Questions ->
1 – According to the article about Claude Opus 4.5, on which coding benchmark was the model the first to score more than 80%?
2 – Do these statements agree with the article about Claude Opus 4.5? For each, answer yes or no and quote the deciding words. (a) The company claims the model outperforms OpenAI's GPT-5.1 in coding tasks. (b) The "endless chat" feature is available to all users of Claude. (c) In the airline agent test, the customer wanted to change a first-class flight.
3 – Pick up the article about Claude Opus 4.5 after its last sentence and continue it.

++++ Selected extract ++++

Anthropic's latest AI beats Gemini 3 Pro in coding tasks

By Mudit Dube

Nov 25, 2025

09:46 am

What's the story

Anthropic has launched its latest artificial intelligence (AI) model, Claude Opus 4.5. The company claims the new model outperforms industry leaders such as Google's Gemini 3 Pro and OpenAI's GPT-5.1 in coding tasks. It also scored higher than any human candidate on a notoriously difficult exam for prospective engineering employees, highlighting its advanced capabilities and potential impact on engineering tasks. Opus 4.5 is the first model to score more than 80% on SWE-Bench verified, a respected coding benchmark.

Performance metrics

Claude Opus 4.5 excels in vision, reasoning, and math

The new model also outperforms previous Anthropic models in vision, reasoning, and math. It has achieved state-of-the-art performance in tasks like agentic tool use and computer use.

In one test scenario where it had to act as an automated airline agent handling a customer's request to change their basic economy flight, Claude Opus 4.5 showcased its creative problem-solving skills by finding a loophole within the policy.

User experience

Claude Opus 4.5's 'endless chat' feature

The new model also comes with an "endless chat" feature for paid users of Claude.

++++ Input data ++++

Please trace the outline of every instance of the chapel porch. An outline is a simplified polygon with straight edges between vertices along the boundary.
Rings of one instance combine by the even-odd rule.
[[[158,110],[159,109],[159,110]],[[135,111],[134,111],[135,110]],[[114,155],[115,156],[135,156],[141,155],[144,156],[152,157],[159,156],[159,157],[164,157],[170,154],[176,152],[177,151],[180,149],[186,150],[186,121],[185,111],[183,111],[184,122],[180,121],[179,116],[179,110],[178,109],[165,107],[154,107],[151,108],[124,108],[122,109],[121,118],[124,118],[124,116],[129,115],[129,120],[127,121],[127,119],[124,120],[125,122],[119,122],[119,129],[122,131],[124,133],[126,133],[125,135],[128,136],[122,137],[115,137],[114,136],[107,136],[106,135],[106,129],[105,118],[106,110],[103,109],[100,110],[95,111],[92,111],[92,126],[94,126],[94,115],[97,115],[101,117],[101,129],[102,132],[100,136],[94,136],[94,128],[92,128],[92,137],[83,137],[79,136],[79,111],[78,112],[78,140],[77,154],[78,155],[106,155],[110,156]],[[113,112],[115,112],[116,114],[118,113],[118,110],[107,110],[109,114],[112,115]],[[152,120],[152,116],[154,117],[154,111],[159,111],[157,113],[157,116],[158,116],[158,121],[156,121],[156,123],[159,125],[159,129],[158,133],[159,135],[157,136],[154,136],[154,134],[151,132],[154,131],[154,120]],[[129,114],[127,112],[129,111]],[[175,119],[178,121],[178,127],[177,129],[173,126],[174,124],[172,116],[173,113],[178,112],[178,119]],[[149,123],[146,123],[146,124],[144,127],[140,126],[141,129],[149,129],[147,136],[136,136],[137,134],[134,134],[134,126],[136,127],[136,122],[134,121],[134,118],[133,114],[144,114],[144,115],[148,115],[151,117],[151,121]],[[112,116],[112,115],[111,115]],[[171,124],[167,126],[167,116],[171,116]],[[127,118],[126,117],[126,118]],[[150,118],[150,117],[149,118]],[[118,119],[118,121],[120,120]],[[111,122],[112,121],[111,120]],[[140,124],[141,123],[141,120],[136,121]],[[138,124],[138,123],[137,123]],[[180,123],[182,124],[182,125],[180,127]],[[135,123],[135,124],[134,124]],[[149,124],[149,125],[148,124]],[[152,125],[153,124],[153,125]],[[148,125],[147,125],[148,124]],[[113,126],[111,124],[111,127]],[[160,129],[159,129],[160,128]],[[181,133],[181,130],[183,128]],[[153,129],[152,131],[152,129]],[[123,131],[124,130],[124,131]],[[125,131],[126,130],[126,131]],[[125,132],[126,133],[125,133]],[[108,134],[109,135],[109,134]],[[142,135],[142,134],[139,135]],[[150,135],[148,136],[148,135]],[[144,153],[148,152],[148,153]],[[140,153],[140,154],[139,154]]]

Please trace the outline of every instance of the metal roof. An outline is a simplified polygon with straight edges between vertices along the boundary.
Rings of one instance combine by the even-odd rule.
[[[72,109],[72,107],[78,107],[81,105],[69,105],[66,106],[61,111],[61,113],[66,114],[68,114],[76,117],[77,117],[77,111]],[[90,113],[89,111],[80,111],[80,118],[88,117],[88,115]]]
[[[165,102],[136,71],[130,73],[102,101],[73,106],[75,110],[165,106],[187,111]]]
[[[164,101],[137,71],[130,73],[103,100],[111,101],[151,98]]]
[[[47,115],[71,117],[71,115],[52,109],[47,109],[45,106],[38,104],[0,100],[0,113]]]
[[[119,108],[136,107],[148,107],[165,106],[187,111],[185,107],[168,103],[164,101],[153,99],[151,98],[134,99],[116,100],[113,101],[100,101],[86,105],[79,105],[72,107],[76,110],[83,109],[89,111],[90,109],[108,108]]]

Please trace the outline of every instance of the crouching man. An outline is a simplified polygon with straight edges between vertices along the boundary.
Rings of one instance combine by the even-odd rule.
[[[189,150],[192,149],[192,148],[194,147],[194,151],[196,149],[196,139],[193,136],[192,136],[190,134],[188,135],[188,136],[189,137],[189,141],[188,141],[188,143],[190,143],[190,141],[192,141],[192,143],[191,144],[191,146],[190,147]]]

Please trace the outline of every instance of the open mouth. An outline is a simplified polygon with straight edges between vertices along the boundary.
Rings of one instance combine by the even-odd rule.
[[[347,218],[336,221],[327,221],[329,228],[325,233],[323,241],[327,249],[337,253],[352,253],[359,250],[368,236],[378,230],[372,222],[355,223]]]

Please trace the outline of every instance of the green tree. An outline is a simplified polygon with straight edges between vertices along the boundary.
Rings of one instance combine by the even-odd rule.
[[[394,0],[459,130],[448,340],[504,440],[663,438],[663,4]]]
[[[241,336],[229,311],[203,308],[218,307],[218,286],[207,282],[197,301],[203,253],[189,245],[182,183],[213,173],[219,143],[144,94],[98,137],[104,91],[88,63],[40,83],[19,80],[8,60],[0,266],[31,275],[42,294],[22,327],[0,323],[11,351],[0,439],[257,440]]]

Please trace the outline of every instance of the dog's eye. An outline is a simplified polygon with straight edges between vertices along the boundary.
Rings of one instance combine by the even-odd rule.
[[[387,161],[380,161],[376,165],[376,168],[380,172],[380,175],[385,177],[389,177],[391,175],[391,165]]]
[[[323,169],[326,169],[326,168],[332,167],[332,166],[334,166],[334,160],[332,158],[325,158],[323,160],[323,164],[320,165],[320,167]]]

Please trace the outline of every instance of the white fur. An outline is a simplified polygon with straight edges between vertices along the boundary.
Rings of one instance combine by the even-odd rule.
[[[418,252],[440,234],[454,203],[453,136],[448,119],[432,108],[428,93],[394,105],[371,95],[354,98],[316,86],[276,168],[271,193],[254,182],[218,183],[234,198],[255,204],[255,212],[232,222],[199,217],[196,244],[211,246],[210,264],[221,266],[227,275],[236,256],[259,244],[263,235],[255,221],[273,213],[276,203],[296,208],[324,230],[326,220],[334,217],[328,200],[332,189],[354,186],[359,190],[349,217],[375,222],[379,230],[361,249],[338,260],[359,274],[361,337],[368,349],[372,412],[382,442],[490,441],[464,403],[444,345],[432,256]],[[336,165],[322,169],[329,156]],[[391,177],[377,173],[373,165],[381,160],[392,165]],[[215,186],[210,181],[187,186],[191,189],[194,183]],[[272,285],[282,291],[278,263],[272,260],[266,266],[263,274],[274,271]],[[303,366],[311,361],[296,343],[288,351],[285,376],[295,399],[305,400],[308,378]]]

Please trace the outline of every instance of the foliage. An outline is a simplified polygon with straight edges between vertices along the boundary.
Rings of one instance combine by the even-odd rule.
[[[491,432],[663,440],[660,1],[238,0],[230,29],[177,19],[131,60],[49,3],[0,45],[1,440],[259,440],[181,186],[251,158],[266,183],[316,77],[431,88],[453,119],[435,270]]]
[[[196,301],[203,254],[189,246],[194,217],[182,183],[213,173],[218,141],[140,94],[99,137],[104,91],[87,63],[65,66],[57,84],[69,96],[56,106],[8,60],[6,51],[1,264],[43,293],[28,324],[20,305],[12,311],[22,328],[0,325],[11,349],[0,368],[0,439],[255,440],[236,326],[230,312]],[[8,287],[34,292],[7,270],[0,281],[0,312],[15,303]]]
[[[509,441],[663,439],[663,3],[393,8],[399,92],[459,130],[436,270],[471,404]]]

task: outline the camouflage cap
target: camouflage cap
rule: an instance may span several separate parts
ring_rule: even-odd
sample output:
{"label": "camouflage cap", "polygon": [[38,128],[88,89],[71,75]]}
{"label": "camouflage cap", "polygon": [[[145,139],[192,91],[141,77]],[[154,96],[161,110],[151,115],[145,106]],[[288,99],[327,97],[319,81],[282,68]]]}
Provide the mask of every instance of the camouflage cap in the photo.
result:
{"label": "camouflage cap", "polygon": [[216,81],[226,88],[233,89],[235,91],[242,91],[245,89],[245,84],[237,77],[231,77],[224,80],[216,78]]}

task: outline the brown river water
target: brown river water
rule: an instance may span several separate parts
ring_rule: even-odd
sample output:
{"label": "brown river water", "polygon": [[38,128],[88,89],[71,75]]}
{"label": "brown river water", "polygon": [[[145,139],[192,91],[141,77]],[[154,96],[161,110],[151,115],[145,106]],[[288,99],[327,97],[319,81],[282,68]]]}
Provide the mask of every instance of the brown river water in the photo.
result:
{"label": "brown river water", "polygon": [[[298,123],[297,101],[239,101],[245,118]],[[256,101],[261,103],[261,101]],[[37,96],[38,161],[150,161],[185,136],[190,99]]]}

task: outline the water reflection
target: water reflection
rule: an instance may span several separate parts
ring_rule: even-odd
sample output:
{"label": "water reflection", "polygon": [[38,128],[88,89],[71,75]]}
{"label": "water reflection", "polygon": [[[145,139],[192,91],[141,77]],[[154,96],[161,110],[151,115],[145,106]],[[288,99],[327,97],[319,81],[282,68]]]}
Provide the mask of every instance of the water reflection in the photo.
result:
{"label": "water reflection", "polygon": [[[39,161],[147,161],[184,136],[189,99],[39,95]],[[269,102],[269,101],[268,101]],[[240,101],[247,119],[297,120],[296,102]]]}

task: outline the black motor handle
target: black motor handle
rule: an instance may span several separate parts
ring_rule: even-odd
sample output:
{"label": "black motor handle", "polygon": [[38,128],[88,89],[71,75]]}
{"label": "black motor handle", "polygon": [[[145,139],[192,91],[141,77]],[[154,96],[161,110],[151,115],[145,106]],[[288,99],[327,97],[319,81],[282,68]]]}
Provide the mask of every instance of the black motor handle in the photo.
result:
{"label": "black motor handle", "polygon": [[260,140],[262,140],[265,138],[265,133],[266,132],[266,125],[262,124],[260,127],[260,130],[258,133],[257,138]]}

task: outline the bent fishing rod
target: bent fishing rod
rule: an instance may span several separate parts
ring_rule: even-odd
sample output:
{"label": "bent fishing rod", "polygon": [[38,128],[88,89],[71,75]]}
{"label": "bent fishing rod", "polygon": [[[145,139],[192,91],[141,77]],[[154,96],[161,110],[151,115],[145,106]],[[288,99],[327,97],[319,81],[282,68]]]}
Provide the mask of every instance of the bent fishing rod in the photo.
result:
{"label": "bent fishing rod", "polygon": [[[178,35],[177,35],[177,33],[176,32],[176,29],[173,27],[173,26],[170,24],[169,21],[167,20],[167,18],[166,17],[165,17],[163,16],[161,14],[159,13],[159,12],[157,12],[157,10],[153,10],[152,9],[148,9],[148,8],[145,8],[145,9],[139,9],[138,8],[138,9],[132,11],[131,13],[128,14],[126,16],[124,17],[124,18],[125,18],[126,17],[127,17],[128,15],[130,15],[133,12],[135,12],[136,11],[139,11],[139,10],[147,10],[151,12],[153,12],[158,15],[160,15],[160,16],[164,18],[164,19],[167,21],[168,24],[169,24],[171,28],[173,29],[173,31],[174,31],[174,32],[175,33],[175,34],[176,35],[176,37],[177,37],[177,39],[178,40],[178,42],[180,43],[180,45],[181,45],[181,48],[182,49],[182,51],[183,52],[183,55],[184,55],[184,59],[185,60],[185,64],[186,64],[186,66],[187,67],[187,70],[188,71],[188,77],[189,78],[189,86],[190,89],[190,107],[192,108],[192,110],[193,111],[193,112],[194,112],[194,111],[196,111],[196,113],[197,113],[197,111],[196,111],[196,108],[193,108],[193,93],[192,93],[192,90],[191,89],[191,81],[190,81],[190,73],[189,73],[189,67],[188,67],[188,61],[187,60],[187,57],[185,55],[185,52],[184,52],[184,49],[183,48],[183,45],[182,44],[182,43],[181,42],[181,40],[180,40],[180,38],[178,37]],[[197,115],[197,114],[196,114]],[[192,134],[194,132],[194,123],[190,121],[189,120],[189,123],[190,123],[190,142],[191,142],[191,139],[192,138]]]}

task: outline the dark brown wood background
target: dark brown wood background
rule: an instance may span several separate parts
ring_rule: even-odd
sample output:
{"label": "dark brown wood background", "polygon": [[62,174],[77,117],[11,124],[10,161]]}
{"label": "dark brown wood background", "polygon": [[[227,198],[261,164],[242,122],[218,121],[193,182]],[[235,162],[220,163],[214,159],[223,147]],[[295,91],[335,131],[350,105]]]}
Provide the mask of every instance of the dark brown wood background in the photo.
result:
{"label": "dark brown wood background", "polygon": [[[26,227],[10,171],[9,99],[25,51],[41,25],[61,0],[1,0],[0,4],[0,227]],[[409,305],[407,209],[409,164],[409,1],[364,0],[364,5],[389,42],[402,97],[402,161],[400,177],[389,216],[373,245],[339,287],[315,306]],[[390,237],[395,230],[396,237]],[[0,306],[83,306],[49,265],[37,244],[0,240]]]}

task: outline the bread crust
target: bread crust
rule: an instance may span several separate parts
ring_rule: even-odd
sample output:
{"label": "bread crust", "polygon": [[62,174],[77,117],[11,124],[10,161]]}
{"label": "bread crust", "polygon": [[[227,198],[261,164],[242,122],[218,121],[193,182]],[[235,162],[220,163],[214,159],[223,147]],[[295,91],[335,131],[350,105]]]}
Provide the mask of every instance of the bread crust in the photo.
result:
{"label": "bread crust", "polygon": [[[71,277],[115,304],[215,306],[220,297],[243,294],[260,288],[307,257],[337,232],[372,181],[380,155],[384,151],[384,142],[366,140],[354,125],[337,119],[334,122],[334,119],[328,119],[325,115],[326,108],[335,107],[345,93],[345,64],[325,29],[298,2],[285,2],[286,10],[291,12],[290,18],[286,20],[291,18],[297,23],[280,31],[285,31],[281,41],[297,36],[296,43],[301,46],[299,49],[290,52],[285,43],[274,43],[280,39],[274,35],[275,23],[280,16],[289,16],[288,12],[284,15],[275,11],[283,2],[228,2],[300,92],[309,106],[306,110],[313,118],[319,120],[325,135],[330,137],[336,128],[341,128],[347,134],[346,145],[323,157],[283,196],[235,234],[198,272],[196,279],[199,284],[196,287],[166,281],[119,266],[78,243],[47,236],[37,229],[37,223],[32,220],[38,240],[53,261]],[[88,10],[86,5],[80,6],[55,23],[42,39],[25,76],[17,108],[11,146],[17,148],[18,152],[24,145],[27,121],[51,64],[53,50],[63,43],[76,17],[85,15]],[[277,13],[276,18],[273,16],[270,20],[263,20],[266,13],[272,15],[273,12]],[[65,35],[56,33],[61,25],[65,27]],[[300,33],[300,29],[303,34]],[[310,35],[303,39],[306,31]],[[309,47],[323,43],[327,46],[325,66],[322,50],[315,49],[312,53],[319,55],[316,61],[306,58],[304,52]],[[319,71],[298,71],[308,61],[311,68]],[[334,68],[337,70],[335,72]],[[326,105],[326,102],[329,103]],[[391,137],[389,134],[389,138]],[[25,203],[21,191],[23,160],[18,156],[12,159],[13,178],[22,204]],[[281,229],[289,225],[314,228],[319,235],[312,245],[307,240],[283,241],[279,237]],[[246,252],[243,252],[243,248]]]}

++++

Task-by-task answers ->
1 – SWE-Bench verified

2 –
(a) Yes: "outperforms industry leaders such as Google's Gemini 3 Pro and OpenAI's GPT-5.1 in coding tasks"
(b) No: "for paid users of Claude"
(c) No: "change their basic economy flight"

3 –
This will let conversations continue seamlessly even when the model reaches its context window.

Instead of notifying the user, it will compress its context memory automatically.

The improvements are aimed at agentic use cases where Opus serves as a lead agent directing a team of Haiku-powered sub-agents.

Market presence

Claude for Chome reaches more users

Along with Opus 4.5, Anthropic is also making its Claude for Chrome and Claude for Excel products more widely available.

The Chrome extension will be accessible to all Max users while the Excel-focused model will be available to Max, Team, and Enterprise users.

Opus 4.5 will face tough competition from other recently launched frontier models such as OpenAI's GPT-5.1 and Google's Gemini 3.